AANGELEVERD MATERIAAL:

○ ○ ○ ○ ○ ○ ○

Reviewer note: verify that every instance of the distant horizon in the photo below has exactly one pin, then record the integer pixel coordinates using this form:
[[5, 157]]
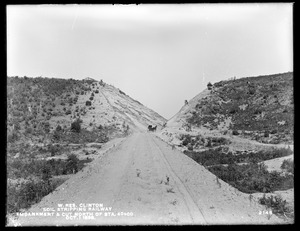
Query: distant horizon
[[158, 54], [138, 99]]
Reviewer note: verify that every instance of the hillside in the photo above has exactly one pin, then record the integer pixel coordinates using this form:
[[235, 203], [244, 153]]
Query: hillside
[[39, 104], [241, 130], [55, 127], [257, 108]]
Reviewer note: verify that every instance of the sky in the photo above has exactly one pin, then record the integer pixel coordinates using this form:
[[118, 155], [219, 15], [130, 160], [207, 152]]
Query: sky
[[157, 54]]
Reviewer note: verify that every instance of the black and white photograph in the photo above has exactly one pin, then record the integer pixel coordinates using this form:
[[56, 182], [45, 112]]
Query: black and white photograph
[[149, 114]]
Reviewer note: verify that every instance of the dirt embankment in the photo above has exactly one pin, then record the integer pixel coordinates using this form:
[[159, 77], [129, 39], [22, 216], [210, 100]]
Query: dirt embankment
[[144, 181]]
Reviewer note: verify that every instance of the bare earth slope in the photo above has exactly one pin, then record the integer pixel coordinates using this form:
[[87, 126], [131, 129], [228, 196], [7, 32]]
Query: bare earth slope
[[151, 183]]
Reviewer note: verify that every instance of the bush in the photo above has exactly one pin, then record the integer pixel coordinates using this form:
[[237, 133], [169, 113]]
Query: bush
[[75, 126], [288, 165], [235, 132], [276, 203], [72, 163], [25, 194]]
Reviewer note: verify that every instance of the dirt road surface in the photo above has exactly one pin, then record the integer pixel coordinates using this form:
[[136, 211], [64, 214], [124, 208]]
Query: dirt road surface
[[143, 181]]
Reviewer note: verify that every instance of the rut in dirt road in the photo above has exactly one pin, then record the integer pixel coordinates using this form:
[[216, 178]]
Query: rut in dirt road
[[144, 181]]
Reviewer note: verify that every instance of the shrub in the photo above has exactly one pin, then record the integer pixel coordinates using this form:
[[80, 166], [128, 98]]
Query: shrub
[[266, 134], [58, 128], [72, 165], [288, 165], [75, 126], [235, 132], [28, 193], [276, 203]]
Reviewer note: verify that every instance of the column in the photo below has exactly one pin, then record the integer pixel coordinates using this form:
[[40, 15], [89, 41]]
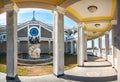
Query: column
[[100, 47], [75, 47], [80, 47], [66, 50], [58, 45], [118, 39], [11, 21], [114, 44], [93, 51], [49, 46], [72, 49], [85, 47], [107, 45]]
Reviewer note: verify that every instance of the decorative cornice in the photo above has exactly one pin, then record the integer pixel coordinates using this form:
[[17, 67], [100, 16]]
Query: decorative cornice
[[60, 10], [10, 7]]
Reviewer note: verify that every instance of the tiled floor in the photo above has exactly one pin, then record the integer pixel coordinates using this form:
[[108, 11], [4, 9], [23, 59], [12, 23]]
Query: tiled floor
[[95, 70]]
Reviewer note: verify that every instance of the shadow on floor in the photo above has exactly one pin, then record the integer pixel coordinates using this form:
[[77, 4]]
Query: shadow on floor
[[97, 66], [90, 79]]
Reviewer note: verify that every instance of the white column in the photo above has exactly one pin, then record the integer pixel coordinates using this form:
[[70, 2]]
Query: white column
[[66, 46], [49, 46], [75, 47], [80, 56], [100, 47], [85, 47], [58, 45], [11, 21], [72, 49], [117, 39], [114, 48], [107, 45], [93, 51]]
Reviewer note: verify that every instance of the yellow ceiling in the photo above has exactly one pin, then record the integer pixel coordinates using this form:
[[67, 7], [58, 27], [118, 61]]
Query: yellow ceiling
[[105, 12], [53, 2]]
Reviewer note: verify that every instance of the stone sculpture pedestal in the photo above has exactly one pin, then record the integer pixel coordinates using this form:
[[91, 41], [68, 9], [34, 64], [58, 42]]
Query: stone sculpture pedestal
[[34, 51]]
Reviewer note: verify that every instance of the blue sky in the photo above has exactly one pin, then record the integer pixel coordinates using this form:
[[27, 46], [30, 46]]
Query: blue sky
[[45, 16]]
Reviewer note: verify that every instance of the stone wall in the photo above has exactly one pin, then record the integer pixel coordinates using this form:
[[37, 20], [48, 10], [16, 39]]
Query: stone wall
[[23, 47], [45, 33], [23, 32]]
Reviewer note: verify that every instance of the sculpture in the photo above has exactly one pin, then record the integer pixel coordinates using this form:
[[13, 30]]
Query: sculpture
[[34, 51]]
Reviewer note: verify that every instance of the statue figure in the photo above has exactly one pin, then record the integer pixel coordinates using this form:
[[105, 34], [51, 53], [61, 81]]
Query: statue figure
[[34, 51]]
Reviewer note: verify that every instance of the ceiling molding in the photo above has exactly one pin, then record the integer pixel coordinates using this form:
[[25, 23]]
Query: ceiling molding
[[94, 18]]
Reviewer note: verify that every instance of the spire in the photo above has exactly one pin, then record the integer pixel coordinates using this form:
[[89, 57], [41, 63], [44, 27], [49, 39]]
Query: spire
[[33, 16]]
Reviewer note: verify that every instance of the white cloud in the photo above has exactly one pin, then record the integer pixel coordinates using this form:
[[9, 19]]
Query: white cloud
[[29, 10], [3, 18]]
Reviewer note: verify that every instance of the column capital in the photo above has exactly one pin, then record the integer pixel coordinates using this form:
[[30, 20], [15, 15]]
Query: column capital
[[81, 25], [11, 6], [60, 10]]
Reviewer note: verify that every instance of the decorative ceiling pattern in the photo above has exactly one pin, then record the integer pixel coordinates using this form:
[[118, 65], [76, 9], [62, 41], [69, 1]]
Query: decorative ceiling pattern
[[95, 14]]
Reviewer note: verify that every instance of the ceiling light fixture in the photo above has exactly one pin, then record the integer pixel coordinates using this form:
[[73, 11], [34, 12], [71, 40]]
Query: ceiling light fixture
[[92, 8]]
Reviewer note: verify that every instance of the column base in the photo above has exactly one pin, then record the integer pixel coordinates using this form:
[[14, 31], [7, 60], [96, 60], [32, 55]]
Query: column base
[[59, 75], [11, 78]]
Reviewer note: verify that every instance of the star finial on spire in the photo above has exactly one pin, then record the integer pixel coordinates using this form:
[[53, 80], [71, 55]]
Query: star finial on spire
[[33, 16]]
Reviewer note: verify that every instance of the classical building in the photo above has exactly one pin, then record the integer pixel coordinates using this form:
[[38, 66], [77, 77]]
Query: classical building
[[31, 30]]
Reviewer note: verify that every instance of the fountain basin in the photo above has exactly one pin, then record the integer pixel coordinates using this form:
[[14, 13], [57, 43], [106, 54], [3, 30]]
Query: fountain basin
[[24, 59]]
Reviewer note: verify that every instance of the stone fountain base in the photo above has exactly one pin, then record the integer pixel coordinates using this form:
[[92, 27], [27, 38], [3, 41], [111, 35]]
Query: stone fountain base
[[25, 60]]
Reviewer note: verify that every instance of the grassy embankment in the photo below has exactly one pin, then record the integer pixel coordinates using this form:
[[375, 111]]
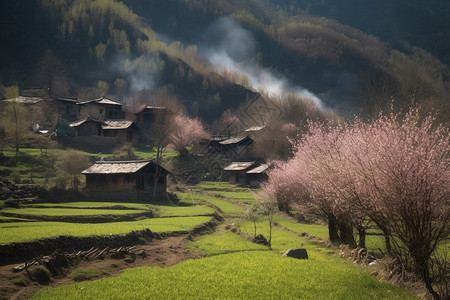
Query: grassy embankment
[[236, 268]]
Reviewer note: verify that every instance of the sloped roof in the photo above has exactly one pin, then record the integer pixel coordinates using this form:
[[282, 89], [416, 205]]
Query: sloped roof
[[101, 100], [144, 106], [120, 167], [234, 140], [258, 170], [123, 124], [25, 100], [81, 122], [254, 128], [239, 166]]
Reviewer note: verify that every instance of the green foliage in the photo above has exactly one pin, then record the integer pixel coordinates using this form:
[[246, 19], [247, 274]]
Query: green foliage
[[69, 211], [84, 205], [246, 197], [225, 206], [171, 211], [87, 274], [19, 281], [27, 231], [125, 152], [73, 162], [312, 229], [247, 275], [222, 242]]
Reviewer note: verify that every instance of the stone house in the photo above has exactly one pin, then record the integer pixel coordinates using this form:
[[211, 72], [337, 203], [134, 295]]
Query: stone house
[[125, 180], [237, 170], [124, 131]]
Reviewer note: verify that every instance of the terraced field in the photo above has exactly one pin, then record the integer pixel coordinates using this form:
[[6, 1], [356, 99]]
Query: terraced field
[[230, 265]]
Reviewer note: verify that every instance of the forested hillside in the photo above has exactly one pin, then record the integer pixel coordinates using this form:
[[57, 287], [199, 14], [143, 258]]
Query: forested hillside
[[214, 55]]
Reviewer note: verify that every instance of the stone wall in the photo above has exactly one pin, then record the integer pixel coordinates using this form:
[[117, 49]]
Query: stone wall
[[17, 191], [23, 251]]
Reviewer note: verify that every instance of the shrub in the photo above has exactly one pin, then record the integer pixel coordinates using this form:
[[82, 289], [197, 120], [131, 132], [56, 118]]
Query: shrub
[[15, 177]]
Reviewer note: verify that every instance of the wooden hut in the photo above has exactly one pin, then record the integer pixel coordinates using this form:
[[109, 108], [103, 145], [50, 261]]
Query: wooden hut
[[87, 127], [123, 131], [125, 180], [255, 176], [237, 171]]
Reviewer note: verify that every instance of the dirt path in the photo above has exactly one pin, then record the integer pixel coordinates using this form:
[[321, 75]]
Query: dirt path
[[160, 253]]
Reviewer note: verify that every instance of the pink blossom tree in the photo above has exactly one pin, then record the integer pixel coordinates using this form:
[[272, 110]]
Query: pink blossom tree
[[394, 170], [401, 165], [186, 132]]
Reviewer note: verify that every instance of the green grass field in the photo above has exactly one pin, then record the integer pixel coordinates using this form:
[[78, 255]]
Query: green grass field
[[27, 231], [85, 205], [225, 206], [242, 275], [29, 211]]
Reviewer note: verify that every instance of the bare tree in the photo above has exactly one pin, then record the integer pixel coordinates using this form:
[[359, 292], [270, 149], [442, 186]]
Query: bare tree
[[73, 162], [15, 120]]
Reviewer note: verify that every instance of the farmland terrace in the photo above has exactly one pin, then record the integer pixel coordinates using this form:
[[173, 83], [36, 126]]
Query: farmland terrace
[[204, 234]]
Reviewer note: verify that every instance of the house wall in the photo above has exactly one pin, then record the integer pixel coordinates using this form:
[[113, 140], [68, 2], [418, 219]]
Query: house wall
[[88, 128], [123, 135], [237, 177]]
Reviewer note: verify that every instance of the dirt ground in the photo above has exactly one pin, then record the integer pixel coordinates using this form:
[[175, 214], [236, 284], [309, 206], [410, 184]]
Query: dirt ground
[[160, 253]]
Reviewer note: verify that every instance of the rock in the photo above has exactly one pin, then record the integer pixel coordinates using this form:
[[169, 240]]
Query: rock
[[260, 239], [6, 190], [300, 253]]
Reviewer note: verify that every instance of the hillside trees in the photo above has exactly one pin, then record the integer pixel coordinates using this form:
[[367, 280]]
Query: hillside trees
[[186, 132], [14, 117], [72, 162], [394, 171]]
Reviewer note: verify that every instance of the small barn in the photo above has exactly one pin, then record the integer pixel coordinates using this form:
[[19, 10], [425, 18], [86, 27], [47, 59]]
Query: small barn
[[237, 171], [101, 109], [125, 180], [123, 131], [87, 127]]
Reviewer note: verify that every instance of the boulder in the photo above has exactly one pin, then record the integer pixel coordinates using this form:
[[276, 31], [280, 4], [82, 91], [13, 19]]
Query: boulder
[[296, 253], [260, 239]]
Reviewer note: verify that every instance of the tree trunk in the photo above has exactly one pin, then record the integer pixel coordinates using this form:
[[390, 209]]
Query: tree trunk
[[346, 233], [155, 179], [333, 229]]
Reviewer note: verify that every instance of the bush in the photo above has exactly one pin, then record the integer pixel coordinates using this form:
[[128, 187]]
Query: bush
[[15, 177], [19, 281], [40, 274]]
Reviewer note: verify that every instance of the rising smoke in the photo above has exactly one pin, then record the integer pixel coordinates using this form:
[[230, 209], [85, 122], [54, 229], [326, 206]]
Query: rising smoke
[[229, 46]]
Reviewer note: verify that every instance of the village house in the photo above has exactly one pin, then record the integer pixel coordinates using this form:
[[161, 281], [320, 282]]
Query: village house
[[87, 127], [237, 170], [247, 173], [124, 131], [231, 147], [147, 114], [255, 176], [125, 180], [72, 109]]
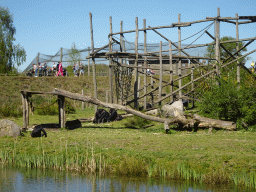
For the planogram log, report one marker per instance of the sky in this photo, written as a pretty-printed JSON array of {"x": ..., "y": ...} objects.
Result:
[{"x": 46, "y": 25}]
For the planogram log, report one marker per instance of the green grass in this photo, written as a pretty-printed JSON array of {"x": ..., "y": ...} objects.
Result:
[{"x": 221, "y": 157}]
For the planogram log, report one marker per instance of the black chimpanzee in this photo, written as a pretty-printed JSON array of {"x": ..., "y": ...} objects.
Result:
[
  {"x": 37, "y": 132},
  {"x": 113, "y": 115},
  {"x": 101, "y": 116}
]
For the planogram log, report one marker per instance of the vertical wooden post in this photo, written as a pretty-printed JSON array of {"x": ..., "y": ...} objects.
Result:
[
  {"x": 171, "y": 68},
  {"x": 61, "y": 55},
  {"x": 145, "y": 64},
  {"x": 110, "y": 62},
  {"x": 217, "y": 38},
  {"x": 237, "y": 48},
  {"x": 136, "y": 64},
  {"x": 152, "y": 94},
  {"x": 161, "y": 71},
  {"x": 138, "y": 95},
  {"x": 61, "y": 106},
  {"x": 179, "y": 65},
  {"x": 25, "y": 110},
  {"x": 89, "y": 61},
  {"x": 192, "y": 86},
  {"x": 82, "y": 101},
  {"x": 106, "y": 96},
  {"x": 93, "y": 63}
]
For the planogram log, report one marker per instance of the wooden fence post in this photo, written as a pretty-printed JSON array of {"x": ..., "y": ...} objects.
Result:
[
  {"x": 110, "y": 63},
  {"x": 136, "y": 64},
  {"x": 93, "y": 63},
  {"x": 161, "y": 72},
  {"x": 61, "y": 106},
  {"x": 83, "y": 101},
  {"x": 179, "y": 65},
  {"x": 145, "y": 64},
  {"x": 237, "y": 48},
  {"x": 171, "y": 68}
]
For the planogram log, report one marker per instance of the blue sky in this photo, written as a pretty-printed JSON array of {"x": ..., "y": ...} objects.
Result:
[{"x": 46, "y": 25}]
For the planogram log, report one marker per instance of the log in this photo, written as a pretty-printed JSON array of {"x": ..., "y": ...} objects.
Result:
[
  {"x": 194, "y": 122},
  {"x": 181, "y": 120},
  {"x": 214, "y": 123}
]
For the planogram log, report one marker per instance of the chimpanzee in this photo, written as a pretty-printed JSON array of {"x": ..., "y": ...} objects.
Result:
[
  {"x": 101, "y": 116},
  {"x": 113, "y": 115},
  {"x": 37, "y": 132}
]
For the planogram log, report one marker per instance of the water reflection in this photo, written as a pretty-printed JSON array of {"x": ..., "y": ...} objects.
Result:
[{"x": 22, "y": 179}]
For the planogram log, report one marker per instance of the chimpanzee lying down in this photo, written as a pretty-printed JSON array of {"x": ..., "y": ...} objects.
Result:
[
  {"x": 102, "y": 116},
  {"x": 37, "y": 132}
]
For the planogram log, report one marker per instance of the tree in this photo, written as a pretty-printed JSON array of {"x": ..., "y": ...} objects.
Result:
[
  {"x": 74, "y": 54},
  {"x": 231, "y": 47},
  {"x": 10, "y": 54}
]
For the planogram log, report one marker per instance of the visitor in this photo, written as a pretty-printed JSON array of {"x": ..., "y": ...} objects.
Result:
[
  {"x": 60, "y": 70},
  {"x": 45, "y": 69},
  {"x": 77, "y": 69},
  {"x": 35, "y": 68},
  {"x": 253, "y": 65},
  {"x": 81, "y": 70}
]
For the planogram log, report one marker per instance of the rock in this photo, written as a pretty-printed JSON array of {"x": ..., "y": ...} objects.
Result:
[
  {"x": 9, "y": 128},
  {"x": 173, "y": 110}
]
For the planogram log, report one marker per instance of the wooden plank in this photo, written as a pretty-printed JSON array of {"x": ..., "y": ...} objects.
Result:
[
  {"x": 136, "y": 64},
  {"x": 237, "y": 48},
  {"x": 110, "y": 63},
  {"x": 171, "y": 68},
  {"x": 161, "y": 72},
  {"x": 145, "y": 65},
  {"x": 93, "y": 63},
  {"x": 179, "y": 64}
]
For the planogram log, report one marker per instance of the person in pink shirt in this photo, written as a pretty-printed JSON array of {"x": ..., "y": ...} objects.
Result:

○ ○ ○ ○ ○ ○ ○

OEFENINGSDOEL:
Werk het materiaal bij vanaf de regel met "Reviewer note: verify that every instance of the dirt path" tot en met de regel met "[[27, 231], [85, 205], [225, 206], [242, 275], [29, 211]]": vervang daarin "pink blossom tree" door "cherry blossom tree" en laat al het andere ongewijzigd. Geef alleen die regels terug.

UITWERKING:
Reviewer note: verify that every instance of the dirt path in the photo above has exactly one pin, then record the integer pixel coordinates using this form:
[[321, 75]]
Query: dirt path
[[160, 253]]
Reviewer note: verify that every instance of the cherry blossom tree in the photo above has exactly one pin, then record the integer pixel coordinates using this form:
[[272, 110]]
Query: cherry blossom tree
[[394, 170], [401, 165], [186, 132]]
Reviewer note: verify that every instance of the green grass field in the photo above has exactly one pin, then record the integer pixel coordinates using this form:
[[78, 255]]
Query: green grass field
[[27, 231], [85, 205], [225, 206], [242, 275], [29, 211]]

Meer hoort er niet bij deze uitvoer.